Data
◆ ◆ ◆

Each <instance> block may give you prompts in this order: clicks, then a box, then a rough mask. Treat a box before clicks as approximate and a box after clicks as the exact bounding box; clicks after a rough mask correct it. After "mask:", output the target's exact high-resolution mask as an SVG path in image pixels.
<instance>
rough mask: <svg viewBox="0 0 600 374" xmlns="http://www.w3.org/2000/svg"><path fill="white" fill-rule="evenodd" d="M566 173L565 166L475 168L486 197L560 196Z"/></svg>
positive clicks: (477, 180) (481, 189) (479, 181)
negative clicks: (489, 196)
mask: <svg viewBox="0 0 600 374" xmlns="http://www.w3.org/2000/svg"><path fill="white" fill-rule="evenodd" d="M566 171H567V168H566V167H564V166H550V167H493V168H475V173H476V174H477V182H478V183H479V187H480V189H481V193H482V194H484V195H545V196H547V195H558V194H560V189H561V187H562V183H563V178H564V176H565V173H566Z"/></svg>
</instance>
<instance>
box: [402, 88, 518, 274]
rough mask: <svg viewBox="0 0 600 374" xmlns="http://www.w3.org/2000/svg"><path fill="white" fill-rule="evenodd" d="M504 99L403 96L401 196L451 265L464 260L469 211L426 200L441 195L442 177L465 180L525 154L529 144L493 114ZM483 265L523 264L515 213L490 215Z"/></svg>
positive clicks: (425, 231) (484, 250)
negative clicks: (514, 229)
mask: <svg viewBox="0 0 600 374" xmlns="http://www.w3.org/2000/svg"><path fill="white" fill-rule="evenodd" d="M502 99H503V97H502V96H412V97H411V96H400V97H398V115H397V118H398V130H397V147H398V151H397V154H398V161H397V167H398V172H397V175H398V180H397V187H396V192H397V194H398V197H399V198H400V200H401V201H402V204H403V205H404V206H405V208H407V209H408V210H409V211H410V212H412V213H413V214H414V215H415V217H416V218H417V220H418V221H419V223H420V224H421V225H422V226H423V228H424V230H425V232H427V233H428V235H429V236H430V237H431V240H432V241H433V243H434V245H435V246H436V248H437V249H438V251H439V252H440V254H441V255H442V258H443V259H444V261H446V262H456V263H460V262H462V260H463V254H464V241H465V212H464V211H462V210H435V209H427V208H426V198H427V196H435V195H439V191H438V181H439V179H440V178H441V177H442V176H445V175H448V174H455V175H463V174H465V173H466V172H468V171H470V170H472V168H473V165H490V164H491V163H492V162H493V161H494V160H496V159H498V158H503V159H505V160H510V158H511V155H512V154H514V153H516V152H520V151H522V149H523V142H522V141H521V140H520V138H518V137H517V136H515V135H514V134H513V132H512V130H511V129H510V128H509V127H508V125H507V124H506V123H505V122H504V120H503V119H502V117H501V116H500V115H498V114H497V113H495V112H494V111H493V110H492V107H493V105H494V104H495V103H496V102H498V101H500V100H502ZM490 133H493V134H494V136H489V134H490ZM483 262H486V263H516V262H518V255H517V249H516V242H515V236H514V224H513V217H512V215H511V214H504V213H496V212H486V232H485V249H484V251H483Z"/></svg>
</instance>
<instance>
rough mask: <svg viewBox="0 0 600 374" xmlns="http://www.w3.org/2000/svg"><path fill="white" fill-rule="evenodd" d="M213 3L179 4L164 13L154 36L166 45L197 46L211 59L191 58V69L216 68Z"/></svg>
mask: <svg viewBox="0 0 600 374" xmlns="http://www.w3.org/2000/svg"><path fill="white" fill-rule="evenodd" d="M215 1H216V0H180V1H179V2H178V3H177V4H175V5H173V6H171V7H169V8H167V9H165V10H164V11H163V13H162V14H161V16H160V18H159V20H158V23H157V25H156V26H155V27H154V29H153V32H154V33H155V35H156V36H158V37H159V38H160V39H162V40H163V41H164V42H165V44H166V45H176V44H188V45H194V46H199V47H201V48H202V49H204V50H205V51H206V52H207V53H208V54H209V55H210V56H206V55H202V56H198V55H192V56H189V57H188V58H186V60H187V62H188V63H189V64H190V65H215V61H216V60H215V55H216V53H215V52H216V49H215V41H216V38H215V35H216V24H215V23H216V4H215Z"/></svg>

◆ ◆ ◆

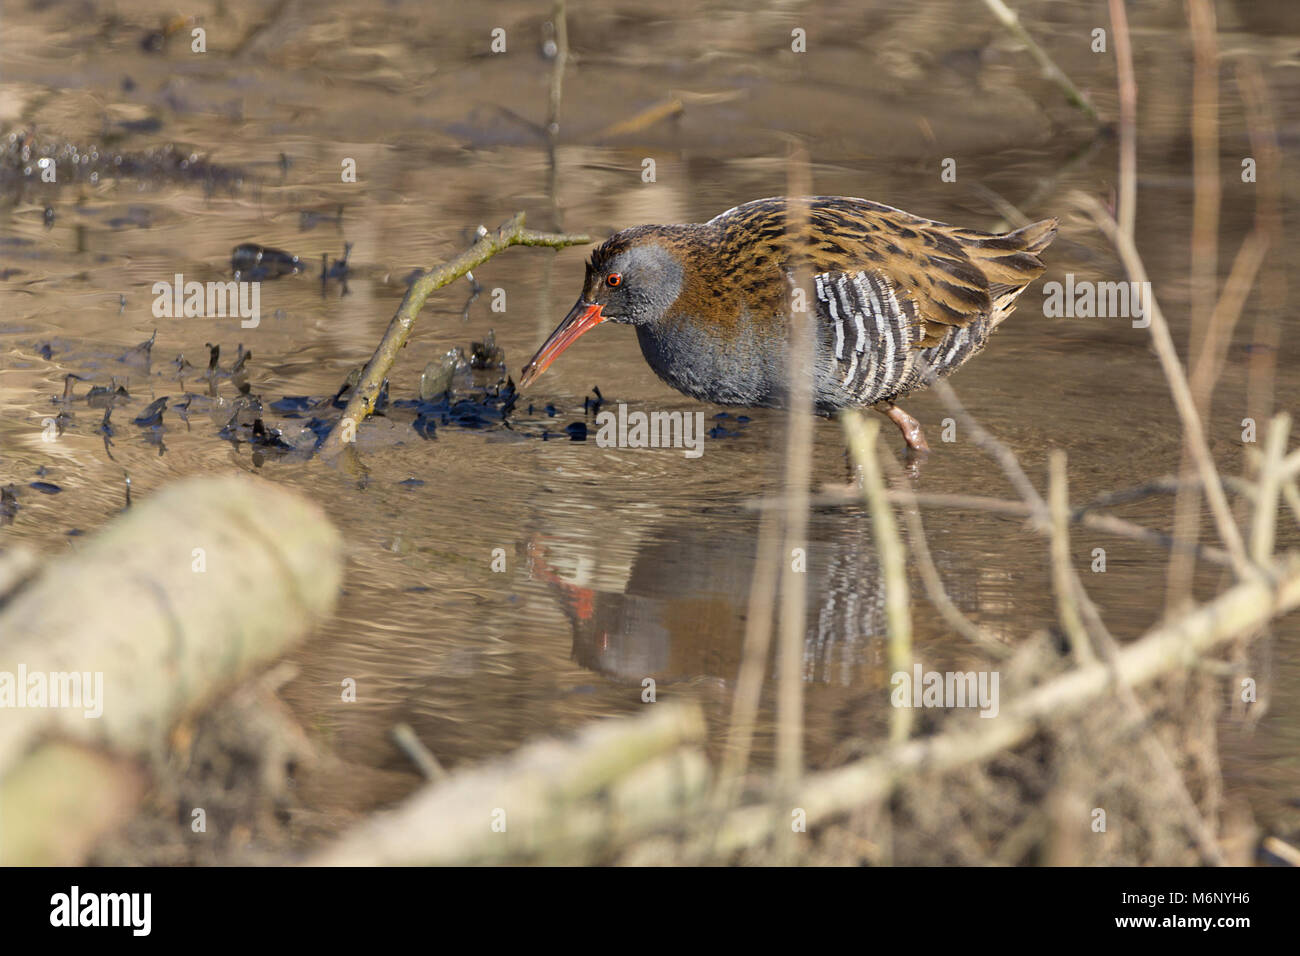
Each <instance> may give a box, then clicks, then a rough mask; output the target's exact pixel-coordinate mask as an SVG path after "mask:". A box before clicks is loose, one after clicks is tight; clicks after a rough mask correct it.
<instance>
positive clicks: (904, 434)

◆ ◆ ◆

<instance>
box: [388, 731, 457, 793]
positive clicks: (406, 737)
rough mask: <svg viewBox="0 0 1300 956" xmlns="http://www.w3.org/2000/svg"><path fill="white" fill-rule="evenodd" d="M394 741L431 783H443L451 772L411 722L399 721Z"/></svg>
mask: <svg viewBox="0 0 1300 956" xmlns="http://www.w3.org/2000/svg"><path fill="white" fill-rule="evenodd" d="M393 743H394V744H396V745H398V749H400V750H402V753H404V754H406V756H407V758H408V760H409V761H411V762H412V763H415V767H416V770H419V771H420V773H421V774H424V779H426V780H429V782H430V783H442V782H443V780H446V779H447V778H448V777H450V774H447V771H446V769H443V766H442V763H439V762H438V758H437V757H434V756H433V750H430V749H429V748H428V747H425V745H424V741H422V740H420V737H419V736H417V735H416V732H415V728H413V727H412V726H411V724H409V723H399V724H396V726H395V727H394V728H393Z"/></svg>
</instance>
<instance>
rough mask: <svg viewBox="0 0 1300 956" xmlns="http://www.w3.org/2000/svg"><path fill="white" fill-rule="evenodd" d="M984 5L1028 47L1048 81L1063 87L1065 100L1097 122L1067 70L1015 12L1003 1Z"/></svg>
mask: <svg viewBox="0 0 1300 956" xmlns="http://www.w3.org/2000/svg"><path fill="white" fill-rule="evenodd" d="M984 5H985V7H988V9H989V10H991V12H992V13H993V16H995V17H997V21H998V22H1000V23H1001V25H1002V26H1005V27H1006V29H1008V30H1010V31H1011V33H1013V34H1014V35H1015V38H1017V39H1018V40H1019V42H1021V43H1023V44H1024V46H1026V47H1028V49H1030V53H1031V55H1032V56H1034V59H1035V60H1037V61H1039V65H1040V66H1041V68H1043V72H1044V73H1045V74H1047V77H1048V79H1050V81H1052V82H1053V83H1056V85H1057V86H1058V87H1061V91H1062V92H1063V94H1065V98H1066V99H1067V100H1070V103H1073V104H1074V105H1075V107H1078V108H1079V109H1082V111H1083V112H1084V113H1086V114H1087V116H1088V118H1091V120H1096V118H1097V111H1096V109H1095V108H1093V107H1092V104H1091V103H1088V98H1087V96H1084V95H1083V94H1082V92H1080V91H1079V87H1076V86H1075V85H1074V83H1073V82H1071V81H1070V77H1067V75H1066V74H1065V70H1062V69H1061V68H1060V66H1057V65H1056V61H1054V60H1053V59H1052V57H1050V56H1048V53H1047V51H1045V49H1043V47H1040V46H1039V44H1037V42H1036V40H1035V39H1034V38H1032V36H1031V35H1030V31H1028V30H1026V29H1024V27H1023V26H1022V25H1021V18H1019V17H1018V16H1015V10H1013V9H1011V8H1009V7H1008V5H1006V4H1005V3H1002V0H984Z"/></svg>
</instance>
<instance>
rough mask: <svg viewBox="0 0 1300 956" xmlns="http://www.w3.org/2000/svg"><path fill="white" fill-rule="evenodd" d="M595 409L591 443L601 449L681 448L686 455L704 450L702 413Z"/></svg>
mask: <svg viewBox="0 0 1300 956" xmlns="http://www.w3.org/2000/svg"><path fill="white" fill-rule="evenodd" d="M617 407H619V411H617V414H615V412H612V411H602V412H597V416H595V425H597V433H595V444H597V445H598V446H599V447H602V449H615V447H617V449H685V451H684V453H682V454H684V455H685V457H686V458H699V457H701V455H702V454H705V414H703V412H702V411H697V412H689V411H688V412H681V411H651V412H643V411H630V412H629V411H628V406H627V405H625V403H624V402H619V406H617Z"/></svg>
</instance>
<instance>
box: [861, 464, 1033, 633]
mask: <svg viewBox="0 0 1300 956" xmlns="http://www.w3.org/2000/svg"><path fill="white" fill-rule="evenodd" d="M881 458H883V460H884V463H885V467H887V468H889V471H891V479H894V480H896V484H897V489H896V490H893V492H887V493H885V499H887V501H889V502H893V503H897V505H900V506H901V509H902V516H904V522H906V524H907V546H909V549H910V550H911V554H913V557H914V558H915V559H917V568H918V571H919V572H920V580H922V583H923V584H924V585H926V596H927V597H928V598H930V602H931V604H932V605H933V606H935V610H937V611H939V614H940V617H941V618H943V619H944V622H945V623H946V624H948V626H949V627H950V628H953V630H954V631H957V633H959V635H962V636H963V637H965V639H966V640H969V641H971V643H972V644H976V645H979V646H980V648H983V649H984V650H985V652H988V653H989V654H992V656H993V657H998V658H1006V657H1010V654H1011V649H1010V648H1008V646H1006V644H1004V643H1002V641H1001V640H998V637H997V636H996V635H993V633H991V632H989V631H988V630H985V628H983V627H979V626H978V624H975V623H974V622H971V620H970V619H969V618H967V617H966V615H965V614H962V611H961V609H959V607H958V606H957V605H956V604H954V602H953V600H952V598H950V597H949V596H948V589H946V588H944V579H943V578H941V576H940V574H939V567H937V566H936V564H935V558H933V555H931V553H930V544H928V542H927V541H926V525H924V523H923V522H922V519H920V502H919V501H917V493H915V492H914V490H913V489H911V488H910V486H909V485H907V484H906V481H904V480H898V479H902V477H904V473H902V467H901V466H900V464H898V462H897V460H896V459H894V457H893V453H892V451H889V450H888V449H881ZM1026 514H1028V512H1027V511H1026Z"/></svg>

◆ ◆ ◆

Written task
Edit the lines between the one holding "Each <instance> block" and the one holding "positive clicks: (425, 231) (484, 250)", inclusive, so that "rough mask" becomes "coarse mask" and nothing else changes.

Output
Each <instance> block may give you prompts in this order: clicks, then a box, then a coarse mask. Treat a box before clicks as approximate and a box after clicks as the exact bounding box; clicks after a coarse mask correct it. After "mask:", output the target's exact high-resolution mask as an SVG path in image pixels.
<instance>
coarse mask: <svg viewBox="0 0 600 374" xmlns="http://www.w3.org/2000/svg"><path fill="white" fill-rule="evenodd" d="M566 173L565 166L475 168L486 197L560 196Z"/></svg>
positive clicks: (477, 180) (481, 189) (479, 181)
negative clicks: (489, 196)
mask: <svg viewBox="0 0 600 374" xmlns="http://www.w3.org/2000/svg"><path fill="white" fill-rule="evenodd" d="M566 171H567V168H566V167H564V166H550V167H493V168H475V173H476V174H477V182H478V183H479V187H480V189H481V193H482V194H484V195H545V196H547V195H558V194H560V189H561V187H562V183H563V178H564V176H565V173H566Z"/></svg>
</instance>
<instance>
box: [402, 88, 518, 274]
coarse mask: <svg viewBox="0 0 600 374" xmlns="http://www.w3.org/2000/svg"><path fill="white" fill-rule="evenodd" d="M504 99L403 96L401 196L451 265L464 260L469 211L426 200L441 195L442 177L465 180L525 154L529 144L493 114ZM483 265L523 264L515 213L490 215Z"/></svg>
positive clicks: (425, 231) (484, 250)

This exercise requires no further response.